**RECORDS PROVIDED:**
☆ ☆ ☆ ☆

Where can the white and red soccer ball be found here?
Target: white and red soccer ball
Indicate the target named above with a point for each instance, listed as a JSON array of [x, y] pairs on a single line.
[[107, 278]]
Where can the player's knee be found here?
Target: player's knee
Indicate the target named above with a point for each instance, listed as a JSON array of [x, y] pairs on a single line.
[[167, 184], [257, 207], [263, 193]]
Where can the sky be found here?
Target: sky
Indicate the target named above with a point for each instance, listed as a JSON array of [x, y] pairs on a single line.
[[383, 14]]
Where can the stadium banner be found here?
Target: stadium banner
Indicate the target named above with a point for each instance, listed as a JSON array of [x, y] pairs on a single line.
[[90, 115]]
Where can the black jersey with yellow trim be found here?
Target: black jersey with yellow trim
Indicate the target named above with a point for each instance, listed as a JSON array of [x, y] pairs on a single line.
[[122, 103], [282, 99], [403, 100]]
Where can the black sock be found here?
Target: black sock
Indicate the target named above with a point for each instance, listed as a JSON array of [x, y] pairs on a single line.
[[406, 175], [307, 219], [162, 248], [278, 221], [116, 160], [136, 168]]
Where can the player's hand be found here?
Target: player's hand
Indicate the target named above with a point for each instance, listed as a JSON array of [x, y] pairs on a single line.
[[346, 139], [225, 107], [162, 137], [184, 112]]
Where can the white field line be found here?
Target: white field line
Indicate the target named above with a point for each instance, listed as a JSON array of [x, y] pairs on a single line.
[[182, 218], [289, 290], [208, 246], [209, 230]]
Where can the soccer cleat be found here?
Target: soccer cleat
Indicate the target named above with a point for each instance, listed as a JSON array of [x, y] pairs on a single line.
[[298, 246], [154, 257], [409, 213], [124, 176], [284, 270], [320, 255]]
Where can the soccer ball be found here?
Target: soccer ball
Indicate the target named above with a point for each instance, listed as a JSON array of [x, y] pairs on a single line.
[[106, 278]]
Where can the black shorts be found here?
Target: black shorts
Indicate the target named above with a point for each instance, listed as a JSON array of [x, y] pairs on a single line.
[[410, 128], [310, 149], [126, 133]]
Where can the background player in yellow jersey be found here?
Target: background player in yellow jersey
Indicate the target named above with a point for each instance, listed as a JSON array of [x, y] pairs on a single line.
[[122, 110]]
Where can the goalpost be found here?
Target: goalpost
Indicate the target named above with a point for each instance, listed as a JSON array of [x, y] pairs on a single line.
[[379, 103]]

☆ ☆ ☆ ☆

**REQUIREMENT:**
Rewrite the material above, swapping every "soccer ball" for "match ball" and leaving everything else as it is.

**ANSWER TO THE EXERCISE:**
Where can the white and red match ball be found here?
Target: white and red match ball
Indicate the target named above with a point for each instance, listed as a JSON array of [x, y] pairs on a single line.
[[107, 278]]
Where can the player's knee be found here?
Target: player's knee
Indicate the target named above with a point for each instance, listed as a JSON array of [x, y] pairs on a single line.
[[167, 184], [257, 207], [263, 193]]
Where can the sky be found here?
Target: sky
Indicate the target named above with a point for each instance, listed as a JSON array of [x, y] pairs on a single line.
[[383, 14]]
Where can the stadium banner be found here?
Target: stadium banner
Indicate the target named above with a point for each instance, listed as a JSON array of [x, y] pairs on a single line.
[[90, 115]]
Where can the black jersey with yellow trim be found here?
Target: black jersey with yellow trim
Indicate the target named above with a point for each instance, listed as a JSON array of [x, y] pairs on a single line.
[[122, 103], [282, 99], [403, 100]]
Where can the black sock be found here?
Target: black sock
Indicate the target named above with a point for each instance, listed as a JSON array of [x, y] pairs on a single line.
[[406, 175], [307, 219], [162, 248], [278, 221], [116, 160], [136, 168]]
Where can the player's hand be found here?
Target: player's hand
Indicate the target named above with a point for each instance, listed as a JSON array of [x, y] pairs on a single line.
[[346, 139], [225, 107], [162, 137], [184, 112]]
Where can the white field line be found here?
Target: white field line
Indicate the target named above with a point for each instance, listed as a JSON array of [x, y] pairs on a single line.
[[182, 218], [289, 290], [208, 246], [209, 230]]
Where can the soccer cleat be found here?
Target: soccer cleat
Indicate the target named above with a point for each instance, listed as a JSON array of [x, y] pairs on a single line.
[[298, 246], [154, 257], [409, 213], [124, 176], [284, 270], [320, 255]]
Where can the match ball be found here?
Target: match ball
Indicate the target named above with a point for each instance, listed as a JSON array of [x, y] pairs on a single line.
[[106, 278]]
Where can the black shorts be found here?
Target: black shorts
Indicate the target named above with a point for each instance, listed as a JSON array of [x, y] pairs on a single line.
[[410, 128], [310, 149], [126, 133]]
Where can the background player in yellow jersey be found here?
Target: background player in yellow jersey
Indicate the target named above with a point for each instance, listed as a JSON array of [x, y] pairs on a single line.
[[122, 110]]
Where can the goalpost be found here?
Target: goalpost
Indicate the target named above with a point for each instance, listed as a JSON array of [x, y] pairs on a single line.
[[379, 103]]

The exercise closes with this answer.